Named object pointing entries
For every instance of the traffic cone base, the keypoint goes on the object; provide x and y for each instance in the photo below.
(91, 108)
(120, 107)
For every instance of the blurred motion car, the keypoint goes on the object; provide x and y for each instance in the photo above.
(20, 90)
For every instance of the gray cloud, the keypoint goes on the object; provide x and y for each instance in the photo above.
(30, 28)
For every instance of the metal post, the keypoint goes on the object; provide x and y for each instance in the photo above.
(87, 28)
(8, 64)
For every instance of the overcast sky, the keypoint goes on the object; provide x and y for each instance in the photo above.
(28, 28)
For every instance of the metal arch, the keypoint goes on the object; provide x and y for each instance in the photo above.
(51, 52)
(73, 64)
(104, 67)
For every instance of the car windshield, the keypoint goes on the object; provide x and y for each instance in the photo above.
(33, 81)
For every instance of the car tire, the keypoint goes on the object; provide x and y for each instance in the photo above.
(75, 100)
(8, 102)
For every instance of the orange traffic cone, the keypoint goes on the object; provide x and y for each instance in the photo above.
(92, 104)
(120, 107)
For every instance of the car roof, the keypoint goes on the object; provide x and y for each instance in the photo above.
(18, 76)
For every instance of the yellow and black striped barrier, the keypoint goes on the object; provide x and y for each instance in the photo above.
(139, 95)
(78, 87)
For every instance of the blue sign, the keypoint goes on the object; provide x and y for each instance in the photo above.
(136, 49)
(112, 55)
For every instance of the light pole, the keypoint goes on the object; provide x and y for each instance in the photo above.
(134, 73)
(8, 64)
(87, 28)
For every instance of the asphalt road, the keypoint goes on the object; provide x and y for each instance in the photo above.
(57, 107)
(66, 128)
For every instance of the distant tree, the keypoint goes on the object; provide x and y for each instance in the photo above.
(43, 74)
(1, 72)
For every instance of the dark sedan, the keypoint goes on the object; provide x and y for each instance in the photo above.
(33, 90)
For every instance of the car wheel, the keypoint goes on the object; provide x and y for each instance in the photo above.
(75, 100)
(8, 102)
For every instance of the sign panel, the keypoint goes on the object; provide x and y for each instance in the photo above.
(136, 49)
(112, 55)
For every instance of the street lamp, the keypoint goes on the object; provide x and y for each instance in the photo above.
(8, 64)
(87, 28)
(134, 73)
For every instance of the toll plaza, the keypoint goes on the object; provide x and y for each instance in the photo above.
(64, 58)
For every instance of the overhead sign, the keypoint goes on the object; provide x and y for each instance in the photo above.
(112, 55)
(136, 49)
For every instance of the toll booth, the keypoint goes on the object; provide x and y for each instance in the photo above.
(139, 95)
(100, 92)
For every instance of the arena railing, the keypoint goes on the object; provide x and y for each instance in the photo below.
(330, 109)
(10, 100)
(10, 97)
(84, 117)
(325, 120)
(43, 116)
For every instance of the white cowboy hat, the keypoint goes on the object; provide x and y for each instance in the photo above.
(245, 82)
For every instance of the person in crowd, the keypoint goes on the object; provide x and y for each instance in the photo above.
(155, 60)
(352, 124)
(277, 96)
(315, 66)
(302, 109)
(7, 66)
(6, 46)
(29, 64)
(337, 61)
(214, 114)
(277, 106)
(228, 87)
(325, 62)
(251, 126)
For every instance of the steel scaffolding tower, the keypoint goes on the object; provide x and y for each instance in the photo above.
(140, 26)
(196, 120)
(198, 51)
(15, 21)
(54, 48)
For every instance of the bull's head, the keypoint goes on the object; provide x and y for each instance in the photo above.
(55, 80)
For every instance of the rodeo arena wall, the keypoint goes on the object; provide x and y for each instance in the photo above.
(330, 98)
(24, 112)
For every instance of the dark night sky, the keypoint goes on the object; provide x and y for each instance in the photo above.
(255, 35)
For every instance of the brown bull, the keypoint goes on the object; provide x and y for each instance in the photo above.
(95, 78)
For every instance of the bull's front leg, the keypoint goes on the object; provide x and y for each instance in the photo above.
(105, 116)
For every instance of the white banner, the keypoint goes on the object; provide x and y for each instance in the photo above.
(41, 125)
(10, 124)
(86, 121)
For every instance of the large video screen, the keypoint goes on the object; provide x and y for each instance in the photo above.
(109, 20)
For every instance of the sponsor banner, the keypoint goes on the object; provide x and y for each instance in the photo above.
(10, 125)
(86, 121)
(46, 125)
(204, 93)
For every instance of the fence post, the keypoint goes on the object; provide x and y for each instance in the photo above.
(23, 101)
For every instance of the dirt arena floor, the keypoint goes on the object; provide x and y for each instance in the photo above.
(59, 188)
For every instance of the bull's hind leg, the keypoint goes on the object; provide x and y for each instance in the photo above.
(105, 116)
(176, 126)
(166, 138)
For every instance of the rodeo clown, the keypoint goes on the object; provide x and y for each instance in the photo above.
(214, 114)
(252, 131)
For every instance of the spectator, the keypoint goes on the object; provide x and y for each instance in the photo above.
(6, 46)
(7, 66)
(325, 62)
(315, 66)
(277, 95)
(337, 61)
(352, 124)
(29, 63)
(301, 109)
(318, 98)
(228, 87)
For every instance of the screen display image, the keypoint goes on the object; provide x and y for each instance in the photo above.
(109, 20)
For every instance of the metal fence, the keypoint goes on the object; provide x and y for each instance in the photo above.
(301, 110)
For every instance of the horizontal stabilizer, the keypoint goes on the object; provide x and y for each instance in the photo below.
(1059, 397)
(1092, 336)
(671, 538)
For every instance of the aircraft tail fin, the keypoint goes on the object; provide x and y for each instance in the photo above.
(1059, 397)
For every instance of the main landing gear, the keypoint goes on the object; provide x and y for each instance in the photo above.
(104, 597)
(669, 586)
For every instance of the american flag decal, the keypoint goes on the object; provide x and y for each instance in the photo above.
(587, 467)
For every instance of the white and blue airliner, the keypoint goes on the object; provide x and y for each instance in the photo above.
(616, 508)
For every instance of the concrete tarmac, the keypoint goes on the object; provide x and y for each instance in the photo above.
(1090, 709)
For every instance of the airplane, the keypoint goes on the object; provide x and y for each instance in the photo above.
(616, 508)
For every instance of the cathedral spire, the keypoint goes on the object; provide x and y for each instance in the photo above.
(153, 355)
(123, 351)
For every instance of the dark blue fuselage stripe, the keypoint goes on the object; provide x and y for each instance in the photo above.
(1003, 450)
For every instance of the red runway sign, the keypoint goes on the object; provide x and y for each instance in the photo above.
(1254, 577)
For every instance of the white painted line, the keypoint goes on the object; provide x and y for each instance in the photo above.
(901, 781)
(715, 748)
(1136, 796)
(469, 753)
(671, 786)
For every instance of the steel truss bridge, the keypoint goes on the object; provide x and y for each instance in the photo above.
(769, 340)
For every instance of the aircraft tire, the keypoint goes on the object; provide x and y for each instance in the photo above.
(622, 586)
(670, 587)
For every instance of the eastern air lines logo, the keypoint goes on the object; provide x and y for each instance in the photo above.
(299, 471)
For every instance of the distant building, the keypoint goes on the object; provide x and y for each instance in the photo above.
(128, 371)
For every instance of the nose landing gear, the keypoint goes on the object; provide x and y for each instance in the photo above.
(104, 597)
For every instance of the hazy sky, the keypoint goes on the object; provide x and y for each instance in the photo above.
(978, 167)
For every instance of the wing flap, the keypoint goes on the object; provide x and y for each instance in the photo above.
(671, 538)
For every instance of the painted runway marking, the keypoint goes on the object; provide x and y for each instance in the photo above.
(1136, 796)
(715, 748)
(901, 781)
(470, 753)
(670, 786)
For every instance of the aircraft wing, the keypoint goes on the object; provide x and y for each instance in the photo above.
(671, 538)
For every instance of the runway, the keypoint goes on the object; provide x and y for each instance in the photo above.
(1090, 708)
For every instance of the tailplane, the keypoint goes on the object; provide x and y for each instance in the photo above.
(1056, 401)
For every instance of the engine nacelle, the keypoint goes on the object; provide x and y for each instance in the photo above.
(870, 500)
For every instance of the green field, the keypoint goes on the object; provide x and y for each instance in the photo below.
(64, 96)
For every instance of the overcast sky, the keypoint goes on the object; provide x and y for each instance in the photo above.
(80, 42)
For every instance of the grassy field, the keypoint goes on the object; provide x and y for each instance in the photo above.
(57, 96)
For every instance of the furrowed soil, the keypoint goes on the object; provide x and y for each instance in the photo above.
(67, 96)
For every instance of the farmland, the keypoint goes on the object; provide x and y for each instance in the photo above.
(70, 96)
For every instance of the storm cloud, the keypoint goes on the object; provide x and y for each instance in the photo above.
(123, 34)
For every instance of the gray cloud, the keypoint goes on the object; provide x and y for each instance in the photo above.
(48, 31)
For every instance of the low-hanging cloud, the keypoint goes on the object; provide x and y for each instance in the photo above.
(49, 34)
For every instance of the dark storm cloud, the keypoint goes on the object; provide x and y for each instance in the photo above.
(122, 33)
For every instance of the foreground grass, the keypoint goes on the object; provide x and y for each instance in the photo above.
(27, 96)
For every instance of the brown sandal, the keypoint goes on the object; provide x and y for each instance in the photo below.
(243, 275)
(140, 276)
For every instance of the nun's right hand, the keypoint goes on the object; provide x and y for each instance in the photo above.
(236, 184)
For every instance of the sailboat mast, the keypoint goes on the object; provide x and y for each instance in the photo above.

=== Objective ===
Quote exactly what appears from the line containing "For every instance of the engine" through the final line of the listing above, including both of those lines.

=== Exercise response ===
For every instance of the engine nacelle, the keypoint goes on the object; provide x and y for each instance in the photo above.
(870, 500)
For every instance of the green field, the keypoint goes on the object; provide x and y for each instance in the photo below.
(64, 96)
For every instance of the overcast sky, the keypoint goes on the object; provide x and y for each instance in the photo above.
(80, 42)
For every instance of the grassy field, the keypoint goes on the object; provide x and y for each instance in the photo above.
(57, 96)
For every instance of the furrowed soil, the keypoint goes on the object; provide x and y for each instance in the photo above.
(67, 96)
For every instance of the farmland, the keypoint goes on the object; provide x and y for each instance in the photo above.
(70, 96)
For every instance of the storm cloud, the keypoint goes on the object; provide x and y for each instance in the photo above.
(123, 34)
For every instance of the gray cloud, the keypoint goes on the object; provide x and y for each instance in the photo above.
(48, 31)
For every instance of the low-hanging cloud, the keypoint goes on the object; provide x and y for each instance in the photo above.
(49, 34)
For every instance of the dark storm cloud, the keypoint goes on the object; provide x and y for each instance in the photo above.
(122, 33)
For every instance of the foreground grass, the keypoint goes on the object; provide x and y for each instance in the photo above.
(27, 96)
For every instance of the brown sandal, the keypoint goes on the object; provide x and y for each instance in the photo below.
(243, 275)
(140, 276)
For every instance of the nun's right hand, the keypoint goes on the object; provide x and y for each instance in the photo above.
(236, 184)
For every instance of the sailboat mast, the keypoint goes on the object; provide x and y for each instance in the photo above.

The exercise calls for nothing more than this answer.